Dans le récit de randonnée, jusqu'où le jeune marcheur blond compte-t-il essayer d'aller ce soir ?

-- Texte fourni --
◆ ◆ ◆

C'est pile dans ce moment de sérénité absolu qu'il me rejoint.
Non, pas Bruno. Lui il m'aurait appelé au loin, que je l'attende, histoire de cheminer ensemble, bavarder de tout et de rien. Tuer le temps. Mais moi je ne veux pas ça. Je veux le savourer ce temps qui glisse entre mes doigts comme une onde fraîche, je veux me fondre dans ce paysage, m'abandonner à ce ciel et ces horizons infinis, me sentir légère et débarrassée de tout. Je n'ai pas envie de nuages de fumée pour m'y cacher, juste accepter pleinement chaque instant, m'en enrichir pour ne jamais oublier qu'il y a toujours d'autres voies qui existent. Bruno, il court après ce que je fuis.
Non, celui qui marche sur mes talons, c'est un autre. Blond aussi, les cheveux en pétard. Il marche sans effort porté par sa jeunesse, absorbé par ses réflexions. On se salue, marchant côte à côte dans cette montée. Difficile pour lui de me fausser compagnie : nous marchons pratiquement du même pas. Alors je m'arrête boire, histoire de le laisser s'envoler. Je veux retrouver mon état, celui d'où il m'a tiré. J'étais si bien, lovée dans cette vacuité. Vite, je me concentre mais rapidement c'est l'entrée du village.

Dans l'épicerie déserte, j'y retrouve le marcheur et nous nous retrouvons à arrimer nos sacs en même temps sur la terrasse ensoleillée. Lui, il porte un duvet et un mini-sac compacté pour la toile de tente. Ca sent le sac d'expert, de celui qui n'en est pas à sa première itinérance. Moi, mon sac est énorme. Rempli d'essentiel. Ou de superflu, du superflu choisi, dont je crois avoir besoin, mais qui n'appartient à aucune liste de randonneur. Tant pis, mon sac est mon ami, il contient ma vie.
Prêts en même temps, nous cherchons du regard les marques du GR, et quand nos pas s'emboîtent une fois encore dans le même chemin, nous échangeons un sourire. Difficile de s'ignorer alors que nous marchons du même pas, dans la même direction. Il faut se résigner, une conversation s'impose.
- J'imagine que tu fais le Stevenson? C'est ma voix que j'entends briser ce silence.
- Oui, toi aussi sans doute.
- Effectivement. Tu arrives où ce soir?
- Je sais pas exactement, j'ai ma tente. Mais je vais essayer d'aller jusqu'à Pradelles ou Langogne.

◆ ◆ ◆

-- Données enregistrées --
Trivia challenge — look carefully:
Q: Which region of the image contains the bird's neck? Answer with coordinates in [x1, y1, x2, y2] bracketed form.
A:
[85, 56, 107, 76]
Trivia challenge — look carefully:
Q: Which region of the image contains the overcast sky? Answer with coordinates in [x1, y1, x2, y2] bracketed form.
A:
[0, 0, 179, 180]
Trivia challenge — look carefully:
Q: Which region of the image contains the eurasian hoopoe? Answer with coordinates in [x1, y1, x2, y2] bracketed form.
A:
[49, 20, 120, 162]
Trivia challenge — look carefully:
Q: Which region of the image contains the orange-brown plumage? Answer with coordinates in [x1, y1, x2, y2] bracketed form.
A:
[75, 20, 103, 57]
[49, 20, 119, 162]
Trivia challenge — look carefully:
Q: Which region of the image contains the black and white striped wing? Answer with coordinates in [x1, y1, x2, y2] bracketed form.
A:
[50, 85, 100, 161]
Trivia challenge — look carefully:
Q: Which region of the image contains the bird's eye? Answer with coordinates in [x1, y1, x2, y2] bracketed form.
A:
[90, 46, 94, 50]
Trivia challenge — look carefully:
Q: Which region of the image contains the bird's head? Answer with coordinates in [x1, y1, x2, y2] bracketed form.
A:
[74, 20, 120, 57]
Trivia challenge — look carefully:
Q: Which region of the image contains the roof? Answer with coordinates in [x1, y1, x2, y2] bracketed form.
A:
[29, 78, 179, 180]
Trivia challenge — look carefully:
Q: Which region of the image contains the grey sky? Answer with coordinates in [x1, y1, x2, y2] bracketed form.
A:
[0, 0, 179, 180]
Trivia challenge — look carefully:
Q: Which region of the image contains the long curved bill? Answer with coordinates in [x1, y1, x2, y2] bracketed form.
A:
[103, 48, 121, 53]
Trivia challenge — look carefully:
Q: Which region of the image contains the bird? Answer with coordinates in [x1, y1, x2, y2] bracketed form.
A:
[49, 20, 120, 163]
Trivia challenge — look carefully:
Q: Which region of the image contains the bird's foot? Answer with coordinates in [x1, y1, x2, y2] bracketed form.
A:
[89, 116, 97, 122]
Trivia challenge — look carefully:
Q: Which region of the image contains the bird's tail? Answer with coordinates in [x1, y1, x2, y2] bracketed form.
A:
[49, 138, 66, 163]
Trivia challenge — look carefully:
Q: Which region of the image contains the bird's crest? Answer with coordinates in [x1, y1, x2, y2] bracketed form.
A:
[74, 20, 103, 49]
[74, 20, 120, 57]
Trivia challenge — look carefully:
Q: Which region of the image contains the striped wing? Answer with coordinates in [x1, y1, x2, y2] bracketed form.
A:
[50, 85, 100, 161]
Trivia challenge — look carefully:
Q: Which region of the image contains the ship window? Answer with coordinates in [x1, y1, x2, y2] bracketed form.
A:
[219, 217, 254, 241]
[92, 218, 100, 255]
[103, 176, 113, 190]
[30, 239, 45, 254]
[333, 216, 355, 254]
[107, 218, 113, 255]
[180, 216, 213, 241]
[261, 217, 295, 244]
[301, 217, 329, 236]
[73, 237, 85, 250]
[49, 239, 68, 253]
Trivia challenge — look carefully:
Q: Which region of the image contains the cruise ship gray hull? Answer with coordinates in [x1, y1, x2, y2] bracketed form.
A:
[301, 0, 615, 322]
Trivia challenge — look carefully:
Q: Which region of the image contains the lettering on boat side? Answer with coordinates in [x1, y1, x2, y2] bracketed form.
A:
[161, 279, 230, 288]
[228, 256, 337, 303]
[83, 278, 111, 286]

◆ ◆ ◆

-- Réponse attendue --
Jusqu'à Pradelles ou Langogne.